■ To be done ■
Count the lines in the records below that contain the word "lake" and give only that number.

■ Records for this exercise ■
########

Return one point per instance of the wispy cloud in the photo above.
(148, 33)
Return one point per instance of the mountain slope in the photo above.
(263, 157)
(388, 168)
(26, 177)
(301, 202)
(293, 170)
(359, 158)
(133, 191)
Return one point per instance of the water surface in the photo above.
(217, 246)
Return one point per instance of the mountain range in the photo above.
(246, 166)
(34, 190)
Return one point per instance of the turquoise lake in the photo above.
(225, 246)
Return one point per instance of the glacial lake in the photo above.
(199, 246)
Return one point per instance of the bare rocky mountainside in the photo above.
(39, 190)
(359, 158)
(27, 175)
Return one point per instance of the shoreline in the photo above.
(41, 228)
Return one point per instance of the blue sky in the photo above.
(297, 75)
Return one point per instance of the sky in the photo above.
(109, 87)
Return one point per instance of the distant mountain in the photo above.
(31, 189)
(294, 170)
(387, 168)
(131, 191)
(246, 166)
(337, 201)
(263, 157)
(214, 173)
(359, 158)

########

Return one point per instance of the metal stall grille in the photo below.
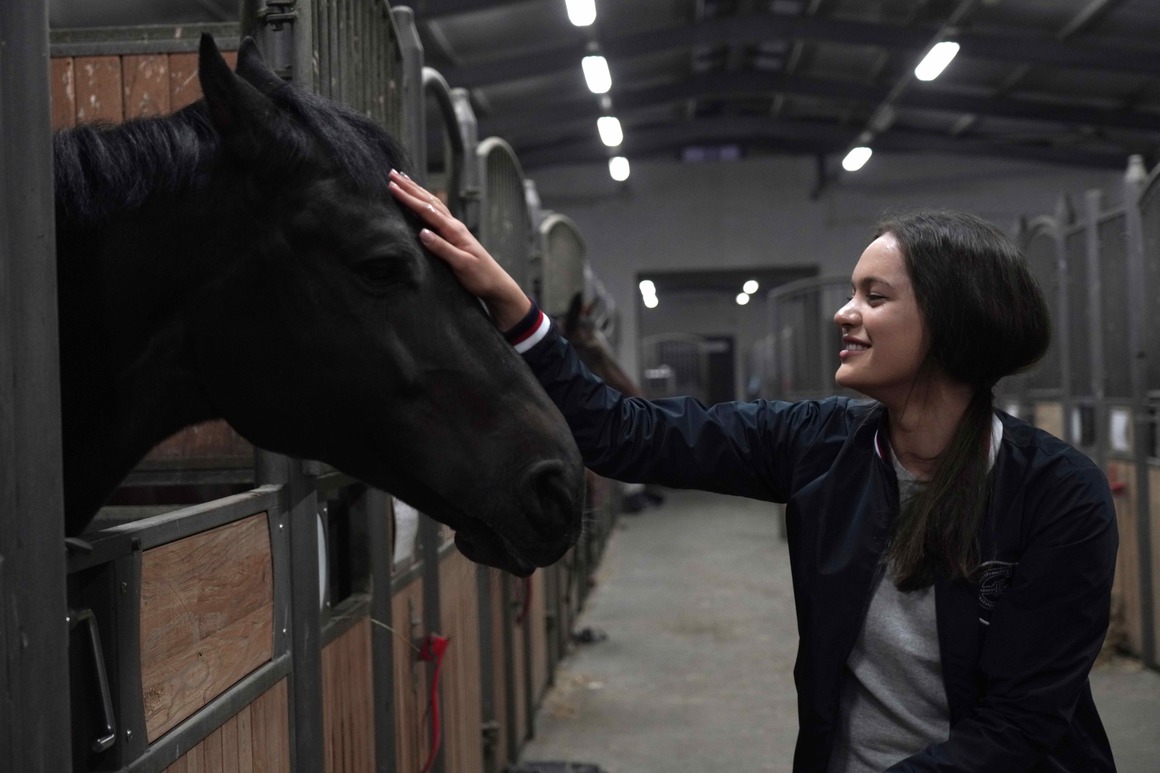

########

■ Answer for this exercise ■
2